-- START MATERIAL SHOWN --

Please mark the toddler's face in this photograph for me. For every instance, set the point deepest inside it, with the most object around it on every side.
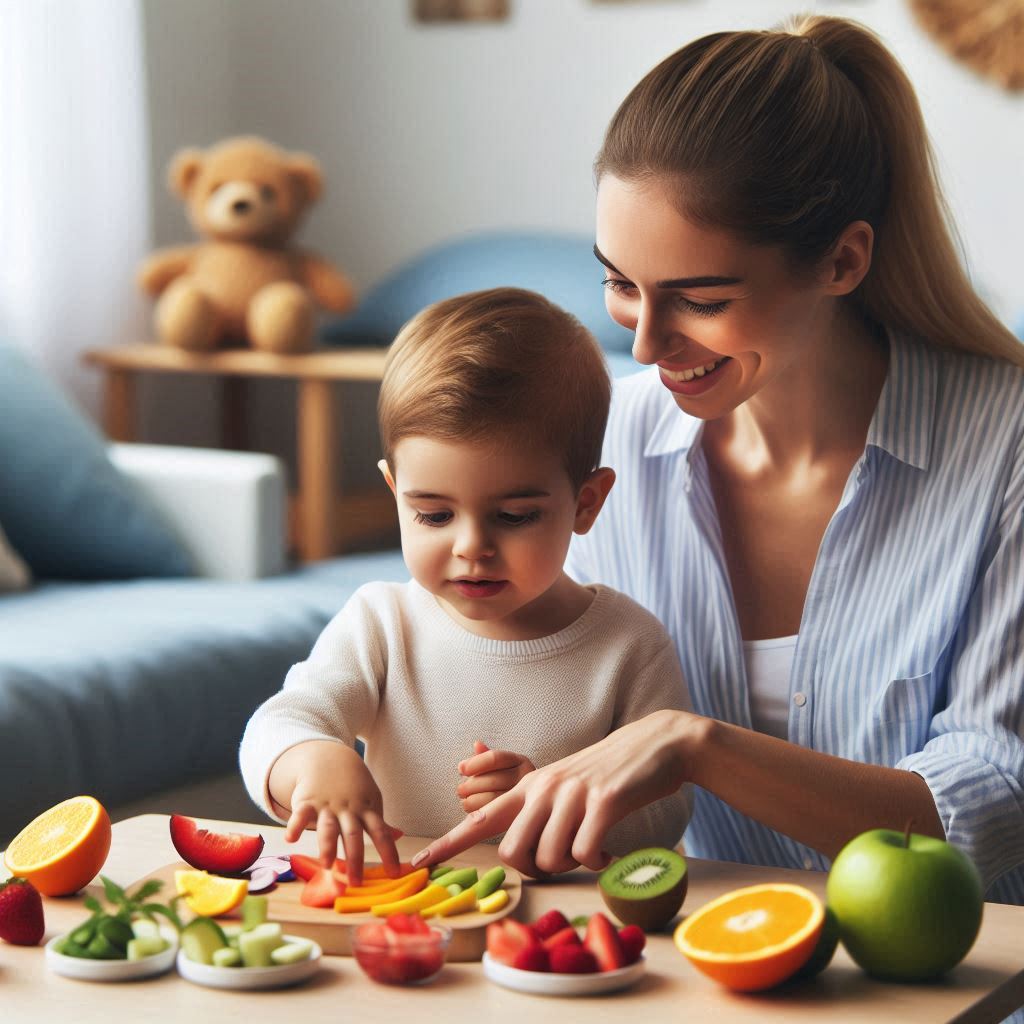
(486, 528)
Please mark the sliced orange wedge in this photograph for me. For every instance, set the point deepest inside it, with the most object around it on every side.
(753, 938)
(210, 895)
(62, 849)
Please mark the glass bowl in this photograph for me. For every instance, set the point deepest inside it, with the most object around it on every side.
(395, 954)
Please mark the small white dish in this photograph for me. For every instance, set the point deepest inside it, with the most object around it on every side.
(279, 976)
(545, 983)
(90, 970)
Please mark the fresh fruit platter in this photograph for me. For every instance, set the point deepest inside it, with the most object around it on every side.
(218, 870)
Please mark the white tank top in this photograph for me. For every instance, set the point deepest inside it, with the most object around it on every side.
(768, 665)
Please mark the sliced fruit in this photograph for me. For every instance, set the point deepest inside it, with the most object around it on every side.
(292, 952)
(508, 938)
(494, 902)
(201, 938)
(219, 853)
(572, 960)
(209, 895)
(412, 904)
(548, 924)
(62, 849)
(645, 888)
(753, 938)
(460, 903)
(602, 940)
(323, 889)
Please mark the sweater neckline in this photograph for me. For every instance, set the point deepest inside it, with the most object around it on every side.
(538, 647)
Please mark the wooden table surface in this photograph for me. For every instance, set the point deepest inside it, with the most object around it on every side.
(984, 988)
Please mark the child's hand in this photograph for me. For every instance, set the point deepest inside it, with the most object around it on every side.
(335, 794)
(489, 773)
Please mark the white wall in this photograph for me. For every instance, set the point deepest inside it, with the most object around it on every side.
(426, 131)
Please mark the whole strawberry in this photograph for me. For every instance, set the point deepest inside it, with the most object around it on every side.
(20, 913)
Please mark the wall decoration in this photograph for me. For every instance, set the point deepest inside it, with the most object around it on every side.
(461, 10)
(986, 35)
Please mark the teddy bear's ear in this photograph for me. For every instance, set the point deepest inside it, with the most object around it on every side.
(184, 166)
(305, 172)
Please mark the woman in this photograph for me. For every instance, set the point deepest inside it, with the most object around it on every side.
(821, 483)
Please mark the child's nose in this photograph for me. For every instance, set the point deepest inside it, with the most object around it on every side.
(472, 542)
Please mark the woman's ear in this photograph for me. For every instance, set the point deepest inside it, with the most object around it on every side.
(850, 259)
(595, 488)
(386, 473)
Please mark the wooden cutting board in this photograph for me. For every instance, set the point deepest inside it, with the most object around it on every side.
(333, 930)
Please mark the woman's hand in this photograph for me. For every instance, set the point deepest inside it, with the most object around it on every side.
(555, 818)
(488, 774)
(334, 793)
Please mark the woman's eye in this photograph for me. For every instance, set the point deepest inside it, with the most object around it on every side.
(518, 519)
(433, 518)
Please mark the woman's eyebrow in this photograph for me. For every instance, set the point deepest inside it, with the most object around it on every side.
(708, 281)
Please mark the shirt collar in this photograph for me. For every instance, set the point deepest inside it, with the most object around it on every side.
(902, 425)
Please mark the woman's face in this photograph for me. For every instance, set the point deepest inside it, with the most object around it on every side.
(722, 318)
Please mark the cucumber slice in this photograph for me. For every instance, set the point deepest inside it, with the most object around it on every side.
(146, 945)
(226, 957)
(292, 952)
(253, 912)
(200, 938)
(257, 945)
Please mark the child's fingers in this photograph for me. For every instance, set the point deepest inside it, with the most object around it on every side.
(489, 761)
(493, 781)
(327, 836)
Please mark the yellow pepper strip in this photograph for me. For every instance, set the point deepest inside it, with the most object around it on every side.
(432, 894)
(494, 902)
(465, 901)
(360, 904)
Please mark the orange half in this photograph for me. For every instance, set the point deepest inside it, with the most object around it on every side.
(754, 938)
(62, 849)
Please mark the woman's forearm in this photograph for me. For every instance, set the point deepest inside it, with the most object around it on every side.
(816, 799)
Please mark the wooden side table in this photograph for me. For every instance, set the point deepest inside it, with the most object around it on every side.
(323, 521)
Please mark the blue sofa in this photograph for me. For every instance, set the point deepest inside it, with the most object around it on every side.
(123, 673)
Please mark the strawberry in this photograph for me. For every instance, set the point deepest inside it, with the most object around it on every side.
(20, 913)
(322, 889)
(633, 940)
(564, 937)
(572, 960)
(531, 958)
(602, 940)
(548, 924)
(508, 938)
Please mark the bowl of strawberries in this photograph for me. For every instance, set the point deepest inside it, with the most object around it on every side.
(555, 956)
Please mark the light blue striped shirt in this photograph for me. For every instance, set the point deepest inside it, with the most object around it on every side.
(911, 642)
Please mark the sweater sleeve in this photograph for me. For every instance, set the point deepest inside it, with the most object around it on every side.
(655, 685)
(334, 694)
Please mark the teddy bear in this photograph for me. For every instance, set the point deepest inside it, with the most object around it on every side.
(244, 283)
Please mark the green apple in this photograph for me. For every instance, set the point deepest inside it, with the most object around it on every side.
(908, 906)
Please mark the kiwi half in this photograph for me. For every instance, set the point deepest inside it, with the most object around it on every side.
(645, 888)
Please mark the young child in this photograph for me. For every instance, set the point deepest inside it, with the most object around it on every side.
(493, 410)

-- END MATERIAL SHOWN --
-- START MATERIAL SHOWN --

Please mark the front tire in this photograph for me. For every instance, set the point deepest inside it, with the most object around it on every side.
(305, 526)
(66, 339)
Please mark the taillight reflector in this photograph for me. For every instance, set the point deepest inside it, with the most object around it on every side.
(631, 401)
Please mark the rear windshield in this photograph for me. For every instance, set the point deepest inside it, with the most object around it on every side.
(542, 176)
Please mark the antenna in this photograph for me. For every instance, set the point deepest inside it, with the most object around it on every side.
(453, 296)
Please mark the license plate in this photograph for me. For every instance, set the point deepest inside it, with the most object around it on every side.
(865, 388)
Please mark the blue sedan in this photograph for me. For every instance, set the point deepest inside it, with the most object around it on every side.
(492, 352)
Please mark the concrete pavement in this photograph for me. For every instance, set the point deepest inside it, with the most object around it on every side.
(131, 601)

-- END MATERIAL SHOWN --

WHAT IS ASKED —
Identify every line in the listing above that contains the word "wall", and copy each of those lines out in full.

EXERCISE ANSWER —
Please mark the white wall in this photograph for me. For every instance, set the point deepest inside it, with the most object around it on every side.
Please mark the wall decoration in this photograph for me. For every instance, set the point deepest inside it, with the most object around it on every side.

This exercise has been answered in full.